++++ Article

CMWSSB ill-prepared to cater to new townships

December 23rd, 2009
By Our Correspondent

Dec. 22: The state government has responded well to Chennaiites’ hue and cry by rightly deciding to extend amenities on par with the city to the suburbs and areas beyond them to make those areas equally hospitable.

The Chennai Metropolitan Water Supply and Sewerage Board (CMWSSB) that provides water and drainage facilities to 1,189 sq km Chennai Metropolitan Area gave effect to the government’s plan by accommodating the suburbs, but the board got it wrong by doing so without increasing its capacity adequately.

CMWSSB engineers told this newspaper on condition of anonymity that the state’s prime objective of upgrading infrastructure, particularly drainage, in the suburbs to ease the burden on the city would be jeopardised if areas are added without increasing capacity. Similarly, future maintenance of drainage of the added areas would become an uphill task and a further burden on the city that is already struggling due to recurring sewage blocks and overflow.

Underground drainage works are afoot at Avadi, Ambattur, Tiruvottiyur, Maduravoyil, Madhavaram, Tirumalisai, Ullagaram and Puzhithivakkam municipalities - without setting up a new treatment plant.

++++++++
++++ Data provided

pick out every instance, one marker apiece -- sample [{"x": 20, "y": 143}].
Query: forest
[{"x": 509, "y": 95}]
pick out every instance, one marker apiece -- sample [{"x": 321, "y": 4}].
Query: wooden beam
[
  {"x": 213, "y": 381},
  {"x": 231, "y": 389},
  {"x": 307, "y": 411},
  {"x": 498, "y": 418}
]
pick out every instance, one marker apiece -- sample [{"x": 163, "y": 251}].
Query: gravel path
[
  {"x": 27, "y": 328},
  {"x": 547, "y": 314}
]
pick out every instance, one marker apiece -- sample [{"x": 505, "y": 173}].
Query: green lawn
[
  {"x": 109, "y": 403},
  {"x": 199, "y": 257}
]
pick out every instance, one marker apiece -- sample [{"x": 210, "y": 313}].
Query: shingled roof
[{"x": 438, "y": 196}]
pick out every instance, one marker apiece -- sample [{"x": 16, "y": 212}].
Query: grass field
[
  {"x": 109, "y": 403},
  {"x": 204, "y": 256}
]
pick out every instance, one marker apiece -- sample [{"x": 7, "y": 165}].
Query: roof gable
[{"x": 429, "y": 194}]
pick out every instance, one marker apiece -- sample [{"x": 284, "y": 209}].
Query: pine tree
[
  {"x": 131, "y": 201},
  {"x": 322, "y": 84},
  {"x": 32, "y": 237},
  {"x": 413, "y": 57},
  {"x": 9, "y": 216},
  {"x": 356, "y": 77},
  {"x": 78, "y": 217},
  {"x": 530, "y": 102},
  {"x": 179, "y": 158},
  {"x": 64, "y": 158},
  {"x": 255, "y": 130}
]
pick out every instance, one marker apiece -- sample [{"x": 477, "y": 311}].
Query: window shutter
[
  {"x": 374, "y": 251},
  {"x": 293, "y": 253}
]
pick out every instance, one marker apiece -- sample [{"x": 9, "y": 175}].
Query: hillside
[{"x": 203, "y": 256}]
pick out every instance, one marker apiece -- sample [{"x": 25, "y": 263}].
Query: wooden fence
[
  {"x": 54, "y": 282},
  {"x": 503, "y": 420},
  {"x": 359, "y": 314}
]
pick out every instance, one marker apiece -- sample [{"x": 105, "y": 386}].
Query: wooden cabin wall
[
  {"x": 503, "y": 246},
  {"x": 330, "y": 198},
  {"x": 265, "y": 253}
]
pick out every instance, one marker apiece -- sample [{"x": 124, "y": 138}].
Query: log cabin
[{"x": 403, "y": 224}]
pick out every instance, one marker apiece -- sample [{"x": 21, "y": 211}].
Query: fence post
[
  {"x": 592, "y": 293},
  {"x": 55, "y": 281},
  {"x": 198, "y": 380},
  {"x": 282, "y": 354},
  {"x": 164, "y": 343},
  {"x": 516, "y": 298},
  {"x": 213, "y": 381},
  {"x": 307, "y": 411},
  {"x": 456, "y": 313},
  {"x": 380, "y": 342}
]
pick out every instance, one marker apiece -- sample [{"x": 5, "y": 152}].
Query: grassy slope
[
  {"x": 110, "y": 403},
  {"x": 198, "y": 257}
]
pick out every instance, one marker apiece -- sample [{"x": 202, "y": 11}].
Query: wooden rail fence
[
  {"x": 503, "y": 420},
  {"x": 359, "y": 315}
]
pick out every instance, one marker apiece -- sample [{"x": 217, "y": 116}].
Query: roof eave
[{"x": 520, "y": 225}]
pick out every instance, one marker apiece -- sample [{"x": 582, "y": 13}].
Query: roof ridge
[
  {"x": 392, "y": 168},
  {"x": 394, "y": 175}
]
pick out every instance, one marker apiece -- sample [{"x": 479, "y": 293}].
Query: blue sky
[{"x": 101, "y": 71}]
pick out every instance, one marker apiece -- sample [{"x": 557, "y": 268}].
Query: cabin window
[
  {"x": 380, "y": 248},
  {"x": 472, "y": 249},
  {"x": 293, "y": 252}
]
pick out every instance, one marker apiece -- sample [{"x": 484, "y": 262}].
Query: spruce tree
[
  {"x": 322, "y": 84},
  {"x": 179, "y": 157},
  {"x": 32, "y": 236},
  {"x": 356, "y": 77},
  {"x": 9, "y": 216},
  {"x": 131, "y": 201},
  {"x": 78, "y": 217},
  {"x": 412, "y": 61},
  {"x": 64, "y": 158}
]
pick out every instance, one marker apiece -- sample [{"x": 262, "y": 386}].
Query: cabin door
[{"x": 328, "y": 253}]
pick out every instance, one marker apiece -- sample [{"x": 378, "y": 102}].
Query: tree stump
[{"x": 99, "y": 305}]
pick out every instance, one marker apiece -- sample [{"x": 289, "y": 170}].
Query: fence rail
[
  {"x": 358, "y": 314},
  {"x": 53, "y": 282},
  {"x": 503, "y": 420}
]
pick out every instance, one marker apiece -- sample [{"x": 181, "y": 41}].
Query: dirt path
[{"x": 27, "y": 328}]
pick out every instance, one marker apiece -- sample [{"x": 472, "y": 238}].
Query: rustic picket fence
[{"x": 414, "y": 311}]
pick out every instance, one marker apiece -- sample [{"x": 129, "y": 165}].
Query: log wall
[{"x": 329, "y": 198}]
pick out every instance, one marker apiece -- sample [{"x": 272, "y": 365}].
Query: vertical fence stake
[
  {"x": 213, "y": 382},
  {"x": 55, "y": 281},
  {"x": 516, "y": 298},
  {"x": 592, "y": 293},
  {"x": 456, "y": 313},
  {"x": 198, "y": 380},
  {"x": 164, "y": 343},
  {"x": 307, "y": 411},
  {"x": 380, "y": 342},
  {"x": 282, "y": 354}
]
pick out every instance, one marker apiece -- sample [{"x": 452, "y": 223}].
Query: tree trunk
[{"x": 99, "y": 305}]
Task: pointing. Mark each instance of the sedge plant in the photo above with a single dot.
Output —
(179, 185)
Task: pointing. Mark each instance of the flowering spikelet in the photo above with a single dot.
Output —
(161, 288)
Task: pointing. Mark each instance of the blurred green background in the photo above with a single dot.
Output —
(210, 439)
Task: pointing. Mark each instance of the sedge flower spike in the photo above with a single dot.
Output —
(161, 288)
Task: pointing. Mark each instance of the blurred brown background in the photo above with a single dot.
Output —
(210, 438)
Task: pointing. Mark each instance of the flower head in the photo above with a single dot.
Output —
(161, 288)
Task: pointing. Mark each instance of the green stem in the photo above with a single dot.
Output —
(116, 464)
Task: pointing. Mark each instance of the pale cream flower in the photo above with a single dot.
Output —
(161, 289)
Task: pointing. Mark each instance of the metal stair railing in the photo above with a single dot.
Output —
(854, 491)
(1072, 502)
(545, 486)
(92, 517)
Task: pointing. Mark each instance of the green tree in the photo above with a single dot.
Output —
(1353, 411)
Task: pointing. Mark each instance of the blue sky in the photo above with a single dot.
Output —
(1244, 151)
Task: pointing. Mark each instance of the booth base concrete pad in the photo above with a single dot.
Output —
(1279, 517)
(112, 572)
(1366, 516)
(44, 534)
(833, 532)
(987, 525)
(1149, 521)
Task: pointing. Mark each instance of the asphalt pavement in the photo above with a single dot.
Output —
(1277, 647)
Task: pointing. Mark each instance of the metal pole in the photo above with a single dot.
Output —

++++++++

## Exercises
1) Output everything from "CMWSSB ill-prepared to" down to "areas equally hospitable." in the water board article.
2) According to the water board article, how large is the Chennai Metropolitan Area that CMWSSB serves?
The records are separate material and have no connection to the article on Chennai's water board.

## Set of answers
1)
CMWSSB ill-prepared to cater to new townships

December 23rd, 2009
By Our Correspondent

Dec. 22: The state government has responded well to Chennaiites’ hue and cry by rightly deciding to extend amenities on par with the city to the suburbs and areas beyond them to make those areas equally hospitable.

2) 1,189 sq km